Which lines have the string "stamp"? Copy all of them from the entries below.

══ PROVIDED MATERIAL

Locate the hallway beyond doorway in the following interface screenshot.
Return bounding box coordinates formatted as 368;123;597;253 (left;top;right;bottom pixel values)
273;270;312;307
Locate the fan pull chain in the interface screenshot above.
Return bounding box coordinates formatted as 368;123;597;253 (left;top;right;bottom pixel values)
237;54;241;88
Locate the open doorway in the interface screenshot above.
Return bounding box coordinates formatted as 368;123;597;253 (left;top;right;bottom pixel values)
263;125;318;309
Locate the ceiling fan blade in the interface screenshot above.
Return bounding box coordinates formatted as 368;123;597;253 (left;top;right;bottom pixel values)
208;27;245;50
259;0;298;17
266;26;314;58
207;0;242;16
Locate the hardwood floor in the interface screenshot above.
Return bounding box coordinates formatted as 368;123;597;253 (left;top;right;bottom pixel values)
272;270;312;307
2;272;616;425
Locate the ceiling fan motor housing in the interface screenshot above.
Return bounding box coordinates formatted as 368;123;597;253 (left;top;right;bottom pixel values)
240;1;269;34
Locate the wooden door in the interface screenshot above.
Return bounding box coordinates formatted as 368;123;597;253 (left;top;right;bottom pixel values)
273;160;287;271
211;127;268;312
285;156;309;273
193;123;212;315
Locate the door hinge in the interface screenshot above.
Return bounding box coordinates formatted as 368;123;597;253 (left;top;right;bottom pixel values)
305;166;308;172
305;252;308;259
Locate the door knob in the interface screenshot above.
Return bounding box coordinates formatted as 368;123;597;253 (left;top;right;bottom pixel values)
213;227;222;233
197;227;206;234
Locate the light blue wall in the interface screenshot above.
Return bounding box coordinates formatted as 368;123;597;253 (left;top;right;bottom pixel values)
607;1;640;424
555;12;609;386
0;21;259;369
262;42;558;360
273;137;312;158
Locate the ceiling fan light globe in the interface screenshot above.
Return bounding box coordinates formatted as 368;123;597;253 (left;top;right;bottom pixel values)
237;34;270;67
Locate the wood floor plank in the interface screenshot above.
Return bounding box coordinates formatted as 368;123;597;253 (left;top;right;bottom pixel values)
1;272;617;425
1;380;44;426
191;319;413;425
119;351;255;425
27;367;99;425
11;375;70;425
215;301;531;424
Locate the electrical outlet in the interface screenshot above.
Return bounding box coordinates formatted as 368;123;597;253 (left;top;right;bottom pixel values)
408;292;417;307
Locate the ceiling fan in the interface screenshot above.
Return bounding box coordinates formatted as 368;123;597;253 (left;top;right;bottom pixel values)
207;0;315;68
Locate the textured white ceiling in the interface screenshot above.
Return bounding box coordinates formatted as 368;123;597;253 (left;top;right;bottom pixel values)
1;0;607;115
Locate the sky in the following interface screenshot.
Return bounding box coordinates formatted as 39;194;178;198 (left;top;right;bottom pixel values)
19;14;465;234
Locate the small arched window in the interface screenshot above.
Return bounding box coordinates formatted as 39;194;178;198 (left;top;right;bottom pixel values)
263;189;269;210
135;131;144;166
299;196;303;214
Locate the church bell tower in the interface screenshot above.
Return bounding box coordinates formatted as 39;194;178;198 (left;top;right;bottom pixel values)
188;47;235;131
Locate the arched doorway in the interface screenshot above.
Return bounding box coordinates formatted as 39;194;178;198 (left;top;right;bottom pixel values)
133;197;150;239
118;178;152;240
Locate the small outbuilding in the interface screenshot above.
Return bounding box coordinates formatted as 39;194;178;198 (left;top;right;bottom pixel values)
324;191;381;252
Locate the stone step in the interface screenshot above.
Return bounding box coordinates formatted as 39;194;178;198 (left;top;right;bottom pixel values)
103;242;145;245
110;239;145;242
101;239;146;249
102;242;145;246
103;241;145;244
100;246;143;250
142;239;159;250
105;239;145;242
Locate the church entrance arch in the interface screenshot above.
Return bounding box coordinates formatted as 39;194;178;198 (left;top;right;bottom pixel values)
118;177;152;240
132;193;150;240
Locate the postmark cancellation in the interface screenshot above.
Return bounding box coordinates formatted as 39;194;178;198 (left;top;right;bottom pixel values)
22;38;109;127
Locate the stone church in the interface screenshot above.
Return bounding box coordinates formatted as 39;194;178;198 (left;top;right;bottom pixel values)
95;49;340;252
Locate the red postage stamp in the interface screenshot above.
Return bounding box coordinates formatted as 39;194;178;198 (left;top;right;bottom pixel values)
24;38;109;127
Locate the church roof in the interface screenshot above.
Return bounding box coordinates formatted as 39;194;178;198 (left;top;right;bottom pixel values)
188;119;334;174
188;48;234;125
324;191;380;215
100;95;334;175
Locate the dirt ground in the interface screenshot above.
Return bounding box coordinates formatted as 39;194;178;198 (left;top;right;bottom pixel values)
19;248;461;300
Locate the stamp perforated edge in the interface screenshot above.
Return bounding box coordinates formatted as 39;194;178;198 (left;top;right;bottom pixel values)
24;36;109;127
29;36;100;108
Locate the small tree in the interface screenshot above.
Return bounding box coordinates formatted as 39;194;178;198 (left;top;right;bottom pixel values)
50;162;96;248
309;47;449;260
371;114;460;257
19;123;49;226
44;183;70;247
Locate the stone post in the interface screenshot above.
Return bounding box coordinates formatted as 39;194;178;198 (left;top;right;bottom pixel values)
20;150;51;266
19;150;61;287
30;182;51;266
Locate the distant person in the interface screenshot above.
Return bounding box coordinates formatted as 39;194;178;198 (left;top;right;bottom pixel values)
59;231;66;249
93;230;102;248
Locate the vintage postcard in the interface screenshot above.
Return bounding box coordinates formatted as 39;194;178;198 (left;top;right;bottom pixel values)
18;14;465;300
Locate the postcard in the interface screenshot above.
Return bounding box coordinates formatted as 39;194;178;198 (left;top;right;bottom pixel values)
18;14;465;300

════

• [TASK RESULT]:
Locate the red postage stamp in the interface screenshot above.
Locate the stamp perforated edge in the interface screenshot above.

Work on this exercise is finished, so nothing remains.